◆ **PROBLEMS TO WORK ON**
a) Answer these questions from the mailing-list thread on in-flight request counting, one answer per line, marked (i), (ii), (iii):
(i) On which kernel version did Nikanth see the behavior?
(ii) In which function does Tejun suggest placing the min/max fix?
(iii) What does the unquoted reply say it would prefer?
b) List every function named with a trailing "()" in the mailing-list thread on in-flight request counting.
c) Write a continuation of the mailing-list thread on in-flight request counting, starting after its last line.

On Thu, Apr 16 2009, Tejun Heo wrote:
> Hello, Nikanth, Jens.
> 
> Nikanth Karthikesan wrote:
> >> Hmm. Did you observe this behaviour?
> > 
> > Sorry, not on current kernels. But on a very old 2.6.5 kernel.
> > 
> > Reading Documentation/iostats.txt and the changelog of commit 
> > e71bf0d0ee89e51b92776391c5634938236977d5 made me assume that this could be a 
> > problem even today.
> 
> The only problem we can run into there is if a request doesn't get
> attributed to a partition on issue but gets attributed to a partition
> on completion, which seems to be possible if a new partition is added
> while IO on the whole device which fell into the new partition area is
> already in progress, which, on the first glance, seems possible if the
> admin tries really hard.  I think we can get around the problem by
> doing part->in_flight = min(max(new_val, part0->in_flight), 0) in
> dec_in_flight().  This is pretty extreme corner case tho.

Heh, that is pretty extreme. I'd prefer just quiescing the queue,
perhaps we should do that for partition map swaps.

> >> A quick glance at the code reveals
> >> that the callers of part_inc_in_flight() and part_dec_in_flight() in the
> >> block layer are always done under the queue lock. Ditto
> >> part_round_stats(), which calls part_round_stats_single() and also needs
> >> protection for in_flight.

◆ **ENTRIES PROVIDED**
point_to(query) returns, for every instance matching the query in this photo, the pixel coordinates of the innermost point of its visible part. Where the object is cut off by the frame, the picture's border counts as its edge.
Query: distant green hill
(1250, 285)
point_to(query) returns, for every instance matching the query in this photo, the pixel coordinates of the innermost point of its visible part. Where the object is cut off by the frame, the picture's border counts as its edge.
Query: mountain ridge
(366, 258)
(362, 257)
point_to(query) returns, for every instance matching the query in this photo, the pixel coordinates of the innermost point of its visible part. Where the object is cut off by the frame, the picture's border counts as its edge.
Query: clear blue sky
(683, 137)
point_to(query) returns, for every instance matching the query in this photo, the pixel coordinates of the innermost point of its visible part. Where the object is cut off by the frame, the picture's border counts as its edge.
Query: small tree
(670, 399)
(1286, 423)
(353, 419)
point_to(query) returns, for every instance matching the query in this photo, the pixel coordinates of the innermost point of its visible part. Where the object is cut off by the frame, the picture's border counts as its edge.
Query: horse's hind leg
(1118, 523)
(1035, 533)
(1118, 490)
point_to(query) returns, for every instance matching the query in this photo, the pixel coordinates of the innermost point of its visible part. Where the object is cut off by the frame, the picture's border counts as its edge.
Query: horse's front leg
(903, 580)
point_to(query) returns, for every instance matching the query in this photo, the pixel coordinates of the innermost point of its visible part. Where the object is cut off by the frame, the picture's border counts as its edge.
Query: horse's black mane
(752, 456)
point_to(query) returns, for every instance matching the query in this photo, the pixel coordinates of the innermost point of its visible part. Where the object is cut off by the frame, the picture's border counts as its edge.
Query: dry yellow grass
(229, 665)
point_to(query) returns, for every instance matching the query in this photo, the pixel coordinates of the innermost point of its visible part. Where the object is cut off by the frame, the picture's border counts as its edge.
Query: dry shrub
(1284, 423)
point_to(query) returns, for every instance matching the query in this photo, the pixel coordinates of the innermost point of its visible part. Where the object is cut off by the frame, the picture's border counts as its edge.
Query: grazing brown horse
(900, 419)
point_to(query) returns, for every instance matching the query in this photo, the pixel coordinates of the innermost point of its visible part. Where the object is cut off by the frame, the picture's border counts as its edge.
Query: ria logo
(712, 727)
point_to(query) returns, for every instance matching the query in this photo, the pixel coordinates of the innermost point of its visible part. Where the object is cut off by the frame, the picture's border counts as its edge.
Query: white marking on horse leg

◆ **EXPECTED RESPONSES**
a)
(i) A very old 2.6.5 kernel.
(ii) dec_in_flight().
(iii) Quiescing the queue, perhaps for partition map swaps.

b)
dec_in_flight()
part_inc_in_flight()
part_dec_in_flight()
part_round_stats()
part_round_stats_single()

c)
> >>
> >> That basically just leaves the code reading this out and reporting, and
> >> driver calls to part_round_stats(). I'd suggest looking there instead,
> >> we're not going to make ->in_flight an atomic just because of some
> >> silliness there that could be fixed.
> > 
> > Isn't this also true for the stats protected by the
> > part_stat_lock()? Only places where we are only reading seems to be
> > called without the queue lock.
> 
> part_stat_lock() doesn't protect against simultaneous access.  I don't
> think we have any place where in_flight is updated without queuelock
> and the counters being equal to or smaller then ulong, reading
> shouldn't be a problem.
> 
> I don't think the bug you saw in 2.6.5 kernel applies to upstream
> kernel.  The minus in_flight value was seen on the diskstats of the
> whole device which can't be affected by partition coming up while IOs
> are in progress.

Plus at least early versions of the SLES9 kernel had a missing lock
around io stat updates for SCSI. But that has been plugged for a long
time, so probably unrelated to this case as well.